Schriftelijke opdracht 1
Hoe laat liep het feest volgens de aangeleverde tekst ten einde?
Schriftelijke opdracht 2
Neem uit de aangeleverde tekst letterlijk het stuk over dat begint bij "Voor de loterij" en eindigt bij "ten einde liep.".
--- Aangeleverde tekst ---
Uit de takken.
Nog nooit mocht het groot jaarlijksch Vlaamsch- Hollandsch Dansfeest van Tak Brussel zoo schitterend slagen als dit jaar, op 18 Maart, in het lokaal van het A.N.V. ‘Hotel Albert I-Terminus Noord’, het geval was. Er was trouwens gezorgd voor een programma vol leven en afwisseling, dat, onder de bedrijvige leiding van den voorzitter, keurig en vlot van stapel liep. Een extra-nummer was het optreden van den jongen heer Piet Hengelmolen, die zich, trots zijn jeugdigen leeftijd, als eene klaviervirtuoos van beteekenis openbaarde.
Voor de loterij bestond, zoowel wat het schenken van prijzen als het koopen van loten betrof, onder de leden een wedijver van belang.
Onder de milde schenkers en schenksters verdienen vooral mevr. S. Liesenborghs-De Snerck, de heer Adelaere, de fa. Georges Gobert, mevr. E. Dusesoi-De Snerck, mevrouw S. Cornille-De Snerck, de heer en mevrouw Servranck, de heer en mevr. De Haeck, de heer en mevr. A. Kinsbergen, de heer en mevr. Avez, mevr. G. De Groe, de fa. Molenaars Kindermeel, de heer en mevr. H. De Cort, de heer Sassen-Clingh, de fa. A. Lebailly, mej. Marie Vlaminck, de heer W. de Boeck en de heer en mevr. M. Ceulener-Molderez te worden genoemd. Het was over half drie in den ochtend, toen het feest ten einde liep.
Het bestuur richt tegen 21 of 28 Mei een autotocht naar het schilderachtige Payottenland, het historische slot te Gaasbeek (herinnering aan Egmont), enz. in. Nadere bijzonderheden zullen, met kaart, aan de leden worden bekend gemaakt.
--- Gegevensregels ---
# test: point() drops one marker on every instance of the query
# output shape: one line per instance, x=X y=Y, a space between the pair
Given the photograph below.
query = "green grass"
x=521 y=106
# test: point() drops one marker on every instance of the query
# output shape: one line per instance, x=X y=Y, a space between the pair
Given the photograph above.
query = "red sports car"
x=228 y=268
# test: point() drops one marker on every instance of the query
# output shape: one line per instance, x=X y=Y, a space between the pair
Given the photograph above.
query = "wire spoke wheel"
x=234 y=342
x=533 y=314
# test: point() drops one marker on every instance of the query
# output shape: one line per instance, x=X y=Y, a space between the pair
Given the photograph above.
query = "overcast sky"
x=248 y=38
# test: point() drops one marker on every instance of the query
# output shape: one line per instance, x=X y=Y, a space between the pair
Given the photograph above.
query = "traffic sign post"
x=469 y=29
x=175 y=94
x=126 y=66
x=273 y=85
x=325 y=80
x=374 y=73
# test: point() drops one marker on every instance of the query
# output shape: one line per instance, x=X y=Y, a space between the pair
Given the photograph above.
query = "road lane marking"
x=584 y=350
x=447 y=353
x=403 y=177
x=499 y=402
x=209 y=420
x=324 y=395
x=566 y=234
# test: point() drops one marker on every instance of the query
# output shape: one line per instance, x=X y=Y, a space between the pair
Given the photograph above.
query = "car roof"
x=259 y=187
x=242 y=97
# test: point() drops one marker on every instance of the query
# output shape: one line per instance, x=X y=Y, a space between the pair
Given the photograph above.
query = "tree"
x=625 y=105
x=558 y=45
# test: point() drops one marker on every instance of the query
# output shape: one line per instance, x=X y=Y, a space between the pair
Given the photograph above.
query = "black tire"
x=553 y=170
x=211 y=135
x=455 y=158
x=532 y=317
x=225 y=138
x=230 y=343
---
Resultaat 1
Het feest liep ten einde toen het over half drie in de ochtend was.

Resultaat 2
Voor de loterij bestond, zoowel wat het schenken van prijzen als het koopen van loten betrof, onder de leden een wedijver van belang.
Onder de milde schenkers en schenksters verdienen vooral mevr. S. Liesenborghs-De Snerck, de heer Adelaere, de fa. Georges Gobert, mevr. E. Dusesoi-De Snerck, mevrouw S. Cornille-De Snerck, de heer en mevrouw Servranck, de heer en mevr. De Haeck, de heer en mevr. A. Kinsbergen, de heer en mevr. Avez, mevr. G. De Groe, de fa. Molenaars Kindermeel, de heer en mevr. H. De Cort, de heer Sassen-Clingh, de fa. A. Lebailly, mej. Marie Vlaminck, de heer W. de Boeck en de heer en mevr. M. Ceulener-Molderez te worden genoemd. Het was over half drie in den ochtend, toen het feest ten einde liep.